§ **THE TASK**
Answer these questions about the release clause below:
(a) Who grants the release?
(b) What reason does the clause give for the release?
(c) Through what point in time does the release cover claims?

══ EXTRACT TO READ

To induce the Term Lenders to enter into this Waiver, Borrower and each Loan Guarantor hereby releases, acquits and forever discharges the Term Lenders (in their capacities as such), their respective parents, subsidiaries, affiliates, predecessors, successors and assigns and each Term Lender’s officers, directors, agents, accountants, attorneys and employees, from all liabilities, claims, demands, defenses, actions or causes of action of any kind (if any there be),
whether absolute or contingent, due or has become due, disputed or undisputed, at law or in equity, that any of them now has or ever had against the Term Lenders arising under or in connection with any of the Loan Documents, the making of Loans thereunder or otherwise through and including the date of this Waiver.

════
══ EXTRACTED ENTRIES

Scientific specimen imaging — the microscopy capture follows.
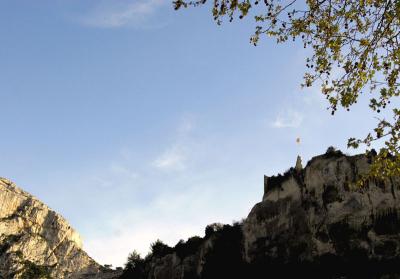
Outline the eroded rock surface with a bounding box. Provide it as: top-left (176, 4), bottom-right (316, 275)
top-left (0, 178), bottom-right (120, 279)
top-left (122, 149), bottom-right (400, 279)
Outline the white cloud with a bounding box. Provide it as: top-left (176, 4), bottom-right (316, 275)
top-left (84, 187), bottom-right (231, 266)
top-left (153, 145), bottom-right (186, 171)
top-left (272, 109), bottom-right (304, 128)
top-left (81, 0), bottom-right (165, 28)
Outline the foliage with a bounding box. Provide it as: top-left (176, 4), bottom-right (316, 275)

════

§ **WRITTEN SOLUTION**
(a) Borrower and each Loan Guarantor.
(b) To induce the Term Lenders to enter into the Waiver.
(c) Through and including the date of the Waiver.